If you want very clear whey, strain it a second time through a coffee filter or let it drip through cheesecloth for several hours. A tighter weave catches more fine particles. Loosely woven cheesecloth (the kind sold in most grocery stores) often lets small curd fragments slip through, so doubling it up or using a nut milk bag gives a cleaner result.
From one liter of whole milk, expect roughly 700 to 800 ml of liquid whey and a small ball of curds. Store the whey in a sealed jar in the refrigerator, where it keeps for about a week. You can also freeze it in ice cube trays for longer storage.
The Yogurt Shortcut
If you’ve ever opened a container of yogurt and seen a pool of liquid on top, that’s whey. You can collect a larger amount by spooning plain yogurt (no added thickeners or gelatin) into a cheesecloth-lined strainer set over a bowl. Let it drain in the refrigerator for 12 to 24 hours. The liquid that collects in the bowl is acid whey, and the thick yogurt left behind is essentially Greek yogurt or labneh, depending on how long you strain it. This method requires zero cooking and produces whey that’s naturally rich in probiotics from the yogurt’s live cultures.
What’s in Your Whey
Liquid whey is mostly water, but it carries a surprising amount of nutrition. Per cup (about 245 ml), it contains roughly 2 grams of protein, 13 grams of carbohydrates (almost entirely lactose), 253 mg of calcium, 352 mg of potassium, and meaningful amounts of B vitamins, particularly riboflavin and B12. It’s low in fat and calories but mineral-dense.
Because nearly all the lactose stays in the whey rather than the curds, liquid whey is not suitable for people with lactose intolerance. The protein content per cup is modest compared to commercial whey protein powder, which is a concentrated and processed version of this same liquid.
What To Do With It
Fresh whey has a mild, slightly tangy taste and works as a liquid substitute in many recipes. Some of the most practical uses:
- Cooking grains: Replace some or all of the water when cooking rice, oats, or quinoa. The whey adds a subtle richness and extra minerals.

**WORK ORDER 1:**
According to the passage on whey, how long does liquid whey keep in a sealed jar in the refrigerator?
**WORK ORDER 2:**
Write the next part of the passage on whey, starting after its final sentence.
The data that comes next has no connection to the passage on whey.

[Dataset entries]
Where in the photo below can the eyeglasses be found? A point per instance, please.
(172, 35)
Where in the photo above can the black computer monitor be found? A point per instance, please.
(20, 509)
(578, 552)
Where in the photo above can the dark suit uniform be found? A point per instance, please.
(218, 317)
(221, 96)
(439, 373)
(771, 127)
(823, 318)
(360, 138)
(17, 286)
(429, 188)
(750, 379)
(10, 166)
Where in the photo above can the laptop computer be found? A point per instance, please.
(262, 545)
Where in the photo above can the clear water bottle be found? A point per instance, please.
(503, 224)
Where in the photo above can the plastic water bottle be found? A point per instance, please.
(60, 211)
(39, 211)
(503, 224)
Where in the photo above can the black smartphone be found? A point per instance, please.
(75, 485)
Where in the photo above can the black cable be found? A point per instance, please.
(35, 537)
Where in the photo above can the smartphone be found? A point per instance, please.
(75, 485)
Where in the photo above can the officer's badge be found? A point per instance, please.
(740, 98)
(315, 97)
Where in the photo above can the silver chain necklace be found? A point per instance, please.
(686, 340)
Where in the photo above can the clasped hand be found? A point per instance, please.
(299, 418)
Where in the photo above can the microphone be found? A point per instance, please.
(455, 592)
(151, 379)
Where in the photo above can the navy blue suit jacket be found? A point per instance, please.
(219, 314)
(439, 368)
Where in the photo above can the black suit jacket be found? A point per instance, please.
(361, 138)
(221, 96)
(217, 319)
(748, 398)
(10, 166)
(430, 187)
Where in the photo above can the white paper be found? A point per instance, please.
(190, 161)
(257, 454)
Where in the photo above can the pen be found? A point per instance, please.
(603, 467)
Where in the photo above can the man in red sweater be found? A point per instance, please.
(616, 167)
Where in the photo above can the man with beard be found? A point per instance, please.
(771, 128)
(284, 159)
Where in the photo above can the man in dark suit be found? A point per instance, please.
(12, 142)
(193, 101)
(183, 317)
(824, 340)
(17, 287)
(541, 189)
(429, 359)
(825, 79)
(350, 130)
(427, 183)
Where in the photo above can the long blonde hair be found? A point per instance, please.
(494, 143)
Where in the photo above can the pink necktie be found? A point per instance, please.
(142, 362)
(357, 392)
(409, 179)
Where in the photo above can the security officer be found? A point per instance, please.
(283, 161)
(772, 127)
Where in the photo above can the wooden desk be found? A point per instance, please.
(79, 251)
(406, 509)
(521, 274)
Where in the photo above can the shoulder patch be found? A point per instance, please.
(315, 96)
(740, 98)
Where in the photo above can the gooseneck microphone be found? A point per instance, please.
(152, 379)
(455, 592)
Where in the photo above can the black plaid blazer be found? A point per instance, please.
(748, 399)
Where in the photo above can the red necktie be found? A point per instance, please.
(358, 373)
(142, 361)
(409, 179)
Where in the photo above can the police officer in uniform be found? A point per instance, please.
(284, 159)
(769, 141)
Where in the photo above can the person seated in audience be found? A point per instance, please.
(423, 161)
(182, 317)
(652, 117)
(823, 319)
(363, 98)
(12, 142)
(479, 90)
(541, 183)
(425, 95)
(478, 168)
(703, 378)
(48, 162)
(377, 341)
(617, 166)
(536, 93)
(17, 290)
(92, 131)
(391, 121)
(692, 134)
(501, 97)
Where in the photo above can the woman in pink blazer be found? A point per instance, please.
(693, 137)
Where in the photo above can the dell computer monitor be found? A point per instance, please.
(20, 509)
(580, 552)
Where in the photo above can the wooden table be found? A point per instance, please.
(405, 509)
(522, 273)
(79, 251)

**RESPONSE AREA 1:**
About a week.

**RESPONSE AREA 2:**
- Smoothies: Use whey as the liquid base instead of water or juice. It blends well with fruit and adds a gentle acidity.
- Bread and baking: Substitute whey for water or milk in bread dough, pancake batter, or biscuits. The acidity can help activate baking soda.
- Soaking grains and legumes: The mild acidity of whey helps soften dried beans and grains during an overnight soak.
- Ricotta cheese: Traditional ricotta is made by reheating whey (from a previous cheesemaking session) with a small amount of fresh milk and acid, then collecting the fine curds that form. The yield is small but the flavor is delicate.
- Stretching mozzarella: If you make mozzarella at home, use hot whey instead of plain water when stretching the curds for better flavor.
Don’t Use Ultra-Pasteurized Milk
The one common mistake that derails this process is using ultra-pasteurized (UHT) milk. Ultra-pasteurization heats milk above 135°C, which denatures the whey proteins so thoroughly that they no longer separate cleanly when acid is added. You’ll get mushy, poorly defined curds and cloudy whey. Standard pasteurized milk works perfectly. Raw milk also works well, though the curds may be softer. For the cleanest separation and best yield, whole milk outperforms skim or low-fat because the fat helps the curds bind together into a firmer mass.